(Records excerpted from a collection)
>>>>

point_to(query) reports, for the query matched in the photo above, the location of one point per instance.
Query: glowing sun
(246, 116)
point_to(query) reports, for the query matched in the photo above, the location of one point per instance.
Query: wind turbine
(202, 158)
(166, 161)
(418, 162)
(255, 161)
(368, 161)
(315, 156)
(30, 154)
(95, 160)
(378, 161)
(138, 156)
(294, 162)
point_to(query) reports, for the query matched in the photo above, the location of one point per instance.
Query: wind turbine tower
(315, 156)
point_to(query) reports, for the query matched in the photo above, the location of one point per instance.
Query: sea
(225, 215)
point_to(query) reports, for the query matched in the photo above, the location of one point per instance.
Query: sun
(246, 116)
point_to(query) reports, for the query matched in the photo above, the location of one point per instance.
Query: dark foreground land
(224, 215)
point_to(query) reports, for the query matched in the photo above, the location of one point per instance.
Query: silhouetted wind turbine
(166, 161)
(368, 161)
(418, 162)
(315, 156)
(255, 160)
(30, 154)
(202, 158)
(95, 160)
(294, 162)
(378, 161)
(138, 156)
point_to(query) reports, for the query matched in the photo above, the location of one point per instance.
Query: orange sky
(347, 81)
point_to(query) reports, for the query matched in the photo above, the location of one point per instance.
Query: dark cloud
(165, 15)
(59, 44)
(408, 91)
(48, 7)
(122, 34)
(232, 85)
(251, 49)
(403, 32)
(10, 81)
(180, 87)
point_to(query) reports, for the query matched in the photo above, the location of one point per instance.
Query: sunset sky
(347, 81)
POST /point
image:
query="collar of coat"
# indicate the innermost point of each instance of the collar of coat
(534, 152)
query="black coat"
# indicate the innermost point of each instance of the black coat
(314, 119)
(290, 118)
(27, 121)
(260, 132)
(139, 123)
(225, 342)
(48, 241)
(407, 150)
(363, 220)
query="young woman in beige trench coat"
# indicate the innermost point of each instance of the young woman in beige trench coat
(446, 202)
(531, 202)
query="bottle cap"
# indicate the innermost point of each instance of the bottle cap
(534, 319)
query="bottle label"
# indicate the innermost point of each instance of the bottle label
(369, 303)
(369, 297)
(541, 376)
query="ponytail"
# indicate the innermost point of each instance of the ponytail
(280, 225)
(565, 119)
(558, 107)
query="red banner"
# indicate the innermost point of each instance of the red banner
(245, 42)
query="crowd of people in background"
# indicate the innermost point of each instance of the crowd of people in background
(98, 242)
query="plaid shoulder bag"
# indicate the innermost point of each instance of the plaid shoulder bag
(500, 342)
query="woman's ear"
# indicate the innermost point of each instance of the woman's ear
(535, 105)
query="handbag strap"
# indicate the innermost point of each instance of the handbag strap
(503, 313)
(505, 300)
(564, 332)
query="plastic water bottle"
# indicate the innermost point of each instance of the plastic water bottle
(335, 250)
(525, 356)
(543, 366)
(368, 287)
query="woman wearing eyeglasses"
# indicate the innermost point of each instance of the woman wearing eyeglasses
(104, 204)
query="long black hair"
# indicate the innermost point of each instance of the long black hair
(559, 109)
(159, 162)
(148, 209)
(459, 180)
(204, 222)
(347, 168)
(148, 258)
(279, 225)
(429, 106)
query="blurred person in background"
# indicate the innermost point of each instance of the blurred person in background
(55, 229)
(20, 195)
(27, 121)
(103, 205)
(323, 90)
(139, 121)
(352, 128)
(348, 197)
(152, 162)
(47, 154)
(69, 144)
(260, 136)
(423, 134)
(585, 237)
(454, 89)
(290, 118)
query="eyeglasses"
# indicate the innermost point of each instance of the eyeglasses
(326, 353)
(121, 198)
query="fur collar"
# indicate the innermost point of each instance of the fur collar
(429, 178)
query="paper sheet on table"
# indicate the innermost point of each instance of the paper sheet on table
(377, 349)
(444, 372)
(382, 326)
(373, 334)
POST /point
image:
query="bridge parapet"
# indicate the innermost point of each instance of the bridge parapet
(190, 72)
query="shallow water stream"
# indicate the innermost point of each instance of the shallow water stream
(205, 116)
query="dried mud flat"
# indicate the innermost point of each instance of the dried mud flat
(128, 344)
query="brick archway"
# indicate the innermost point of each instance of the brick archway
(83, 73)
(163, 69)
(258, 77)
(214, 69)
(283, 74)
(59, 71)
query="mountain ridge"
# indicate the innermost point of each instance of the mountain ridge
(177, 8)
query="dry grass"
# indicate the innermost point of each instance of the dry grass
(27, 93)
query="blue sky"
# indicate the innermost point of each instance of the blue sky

<<<<

### Exercise goal:
Every line of the data above belongs in the answer, unchanged.

### Result for this exercise:
point_to(query) reports, for the query matched in the photo above, the location of one point per instance.
Query: glowing sun
(246, 116)
point_to(query) reports, for the query matched in the photo above, the location of one point per instance.
Query: wind turbine
(202, 158)
(166, 161)
(418, 162)
(255, 161)
(368, 161)
(315, 156)
(30, 154)
(95, 160)
(378, 161)
(138, 156)
(294, 162)
point_to(query) reports, for the query matched in the photo above, the location of one point per instance.
Query: wind turbine tower
(315, 156)
point_to(query) reports, for the query matched in the photo above, the location of one point per instance.
Query: sea
(225, 215)
point_to(query) reports, for the query matched in the photo above, the location of one point per instance.
Query: sun
(246, 116)
point_to(query) reports, for the query matched in the photo above, the location of one point per instance.
Query: dark foreground land
(224, 215)
point_to(query) reports, for the query matched in the photo above, the location of one point per instance.
Query: silhouetted wind turbine
(166, 161)
(368, 161)
(418, 162)
(315, 156)
(255, 160)
(30, 154)
(202, 158)
(95, 160)
(294, 162)
(378, 161)
(138, 156)
point_to(query) reports, for the query matched in the photo above, the location of one point per instance.
Query: orange sky
(347, 81)
point_to(query) reports, for the query matched in the photo above, the location of one point per instance.
Query: dark cloud
(165, 15)
(59, 44)
(408, 91)
(48, 7)
(122, 34)
(232, 85)
(251, 49)
(403, 32)
(10, 81)
(180, 87)
point_to(query) reports, for the query matched in the photo above, the location of one point per instance.
Query: sunset sky
(347, 81)
POST /point
image:
query="collar of coat"
# indicate the innermost point of each instance of the collar of coat
(534, 152)
query="black coat"
# indicate the innermost point of each instance of the black coat
(314, 119)
(290, 118)
(27, 121)
(260, 132)
(139, 123)
(225, 342)
(48, 241)
(407, 150)
(363, 220)
query="young woman in beige trench coat"
# indicate the innermost point of each instance of the young woman in beige trench coat
(446, 202)
(531, 202)
query="bottle cap"
# indicate the innermost point of each instance of the bottle cap
(534, 319)
query="bottle label"
# indicate the innermost point of each instance of the bottle label
(369, 303)
(369, 297)
(541, 376)
query="ponytail"
# indicate the innermost point of each instance of the ponytail
(280, 225)
(565, 119)
(558, 107)
query="red banner"
# indicate the innermost point of each instance of the red banner
(245, 42)
query="crowd of people in background"
# indicate the innermost point of each instance of the crowd of people in background
(98, 242)
query="plaid shoulder bag"
# indicate the innermost point of each instance of the plaid shoulder bag
(500, 342)
query="woman's ear"
# indicate the innermost point of each instance of the woman's ear
(535, 105)
query="handbag strap"
# indicate the innermost point of each instance of the handbag strap
(503, 313)
(505, 300)
(564, 332)
query="plastic water bottle"
# indicate the innermost point of each instance of the plastic water bottle
(335, 250)
(525, 356)
(543, 366)
(368, 287)
query="woman wearing eyeglasses"
# indicate the innermost point of each instance of the woman wearing eyeglasses
(104, 204)
query="long black hair"
# indicate the innermost point of each instance of the long black hair
(559, 109)
(159, 162)
(148, 209)
(459, 180)
(204, 222)
(347, 168)
(148, 258)
(279, 225)
(429, 106)
query="blurred person in background"
# indicate the innermost point of each instance of the blurred person in background
(55, 229)
(20, 195)
(27, 121)
(103, 205)
(323, 90)
(139, 121)
(352, 128)
(348, 197)
(152, 162)
(47, 154)
(69, 144)
(260, 136)
(423, 134)
(585, 237)
(454, 89)
(290, 118)
query="eyeglasses"
# indicate the innermost point of each instance of the eyeglasses
(326, 353)
(121, 198)
query="fur collar"
# indicate the innermost point of each instance of the fur collar
(429, 178)
query="paper sheet on table"
# indicate the innermost point of each instance of the paper sheet on table
(377, 349)
(444, 372)
(382, 326)
(373, 334)
POST /point
image:
query="bridge parapet"
# indicate the innermost point of each instance of the bridge parapet
(190, 72)
query="shallow water stream"
# indicate the innermost point of each instance of the shallow water stream
(205, 116)
query="dried mud flat"
# indicate the innermost point of each instance of the dried mud flat
(128, 344)
query="brick archway"
# indicate the innermost point of each instance of the brick archway
(83, 73)
(163, 69)
(258, 77)
(214, 69)
(283, 74)
(59, 71)
query="mountain ridge"
# indicate the innermost point of each instance of the mountain ridge
(177, 8)
query="dry grass"
# indicate the innermost point of each instance of the dry grass
(27, 93)
query="blue sky"
# indicate the innermost point of each instance of the blue sky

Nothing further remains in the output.